"""

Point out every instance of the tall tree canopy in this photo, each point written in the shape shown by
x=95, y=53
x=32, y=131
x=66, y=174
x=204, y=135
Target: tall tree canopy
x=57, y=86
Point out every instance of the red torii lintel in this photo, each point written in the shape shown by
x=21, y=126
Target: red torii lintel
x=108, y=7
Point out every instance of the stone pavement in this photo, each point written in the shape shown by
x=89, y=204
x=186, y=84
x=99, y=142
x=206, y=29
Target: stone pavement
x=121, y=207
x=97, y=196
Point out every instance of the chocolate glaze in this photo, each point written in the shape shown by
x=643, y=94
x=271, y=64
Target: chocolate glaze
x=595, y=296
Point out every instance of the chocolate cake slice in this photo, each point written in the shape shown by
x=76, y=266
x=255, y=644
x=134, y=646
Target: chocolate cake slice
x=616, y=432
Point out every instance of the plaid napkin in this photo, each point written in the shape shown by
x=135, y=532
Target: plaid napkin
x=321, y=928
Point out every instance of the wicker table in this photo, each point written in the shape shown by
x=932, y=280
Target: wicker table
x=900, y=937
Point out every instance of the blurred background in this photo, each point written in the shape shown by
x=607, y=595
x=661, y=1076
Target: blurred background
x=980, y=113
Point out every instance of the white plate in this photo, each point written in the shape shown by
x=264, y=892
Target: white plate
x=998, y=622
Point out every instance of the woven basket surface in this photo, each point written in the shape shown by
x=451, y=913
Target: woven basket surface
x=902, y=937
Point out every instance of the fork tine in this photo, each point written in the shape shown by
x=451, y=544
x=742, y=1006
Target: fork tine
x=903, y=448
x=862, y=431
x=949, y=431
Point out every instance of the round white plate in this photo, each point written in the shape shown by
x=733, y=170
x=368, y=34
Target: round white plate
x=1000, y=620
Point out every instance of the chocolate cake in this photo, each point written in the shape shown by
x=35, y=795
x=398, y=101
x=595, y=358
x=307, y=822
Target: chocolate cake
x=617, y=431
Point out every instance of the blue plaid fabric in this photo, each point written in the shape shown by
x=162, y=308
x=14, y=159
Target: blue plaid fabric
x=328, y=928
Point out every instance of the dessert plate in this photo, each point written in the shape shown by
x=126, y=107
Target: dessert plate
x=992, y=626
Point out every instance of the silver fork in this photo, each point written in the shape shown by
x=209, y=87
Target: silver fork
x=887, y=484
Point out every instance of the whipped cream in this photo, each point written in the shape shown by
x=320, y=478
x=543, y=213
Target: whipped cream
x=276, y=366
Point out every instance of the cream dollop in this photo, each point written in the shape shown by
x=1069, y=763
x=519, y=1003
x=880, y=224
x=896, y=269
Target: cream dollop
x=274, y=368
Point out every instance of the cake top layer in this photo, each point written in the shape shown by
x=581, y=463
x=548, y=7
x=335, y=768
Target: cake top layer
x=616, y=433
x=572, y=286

"""

Please reproduce everything from the line containing "Point out every instance of the stone" down to the line containing "x=97, y=196", both included, without any changes.

Point out every instance of the stone pavement in this photo, each point written in the shape shown by
x=89, y=204
x=186, y=84
x=99, y=142
x=206, y=29
Target: stone pavement
x=121, y=207
x=97, y=196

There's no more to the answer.